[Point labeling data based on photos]
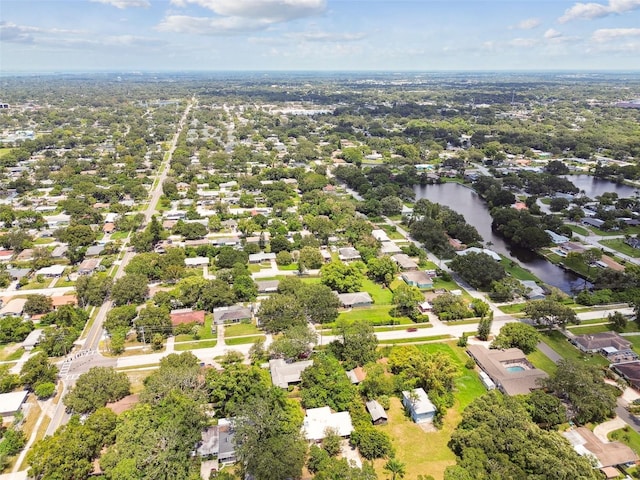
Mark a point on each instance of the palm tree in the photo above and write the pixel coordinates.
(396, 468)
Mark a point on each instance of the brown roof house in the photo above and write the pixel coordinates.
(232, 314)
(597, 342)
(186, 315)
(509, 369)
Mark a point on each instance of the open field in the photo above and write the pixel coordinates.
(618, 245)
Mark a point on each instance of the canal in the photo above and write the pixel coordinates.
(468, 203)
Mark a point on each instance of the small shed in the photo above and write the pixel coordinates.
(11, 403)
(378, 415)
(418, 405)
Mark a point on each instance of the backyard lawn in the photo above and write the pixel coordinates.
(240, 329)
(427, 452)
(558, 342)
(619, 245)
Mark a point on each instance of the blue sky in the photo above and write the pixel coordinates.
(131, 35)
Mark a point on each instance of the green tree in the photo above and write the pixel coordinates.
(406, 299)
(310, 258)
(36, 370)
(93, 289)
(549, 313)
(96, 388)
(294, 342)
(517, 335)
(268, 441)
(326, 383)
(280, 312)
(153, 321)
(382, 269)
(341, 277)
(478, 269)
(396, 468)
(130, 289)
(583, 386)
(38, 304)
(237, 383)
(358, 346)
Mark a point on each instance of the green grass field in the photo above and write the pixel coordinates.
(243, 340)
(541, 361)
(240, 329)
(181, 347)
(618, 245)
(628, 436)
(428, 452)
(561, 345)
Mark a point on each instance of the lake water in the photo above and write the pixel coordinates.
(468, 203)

→ **Task objective**: Could you repeat every one of the lines above word for word, leaving the pictures out of your answer?

→ **Output**:
Mark a point on each instance of the palm tree in the photo above and write the pixel coordinates.
(396, 468)
Mark a point on each instance of the brown roof house in the photo above and write the pixel coordinates.
(232, 314)
(597, 342)
(186, 315)
(509, 369)
Mark a point on each instance of the open field in the photo above and write the pixel coordinates.
(618, 245)
Mark a point on each instance of the canal in the photo above and write the pixel coordinates.
(468, 203)
Mark a point on each instance of the small shed in the photo above and write the pixel coordinates.
(11, 403)
(378, 415)
(418, 405)
Mark a point on each instance of the backyard lawn in the photo above and write the pixel coordinates.
(240, 329)
(427, 452)
(558, 342)
(619, 245)
Mark a point on each instance of the blue sky in the photo above and write the pixel coordinates.
(131, 35)
Mark a point on each instance of the green tree in the photo above and write the pixel coordinates.
(406, 299)
(310, 258)
(36, 370)
(93, 289)
(549, 313)
(96, 388)
(294, 342)
(517, 335)
(268, 441)
(326, 383)
(280, 312)
(153, 321)
(382, 269)
(341, 277)
(478, 269)
(396, 468)
(130, 289)
(583, 386)
(38, 304)
(237, 383)
(358, 346)
Mark a point on each instance of the green grass field in the photo above and write the pixel coordinates.
(243, 340)
(541, 361)
(240, 329)
(181, 347)
(618, 245)
(628, 436)
(428, 452)
(561, 345)
Mark a point on each instance of the lake water in the photo above and write the pixel coordinates.
(468, 203)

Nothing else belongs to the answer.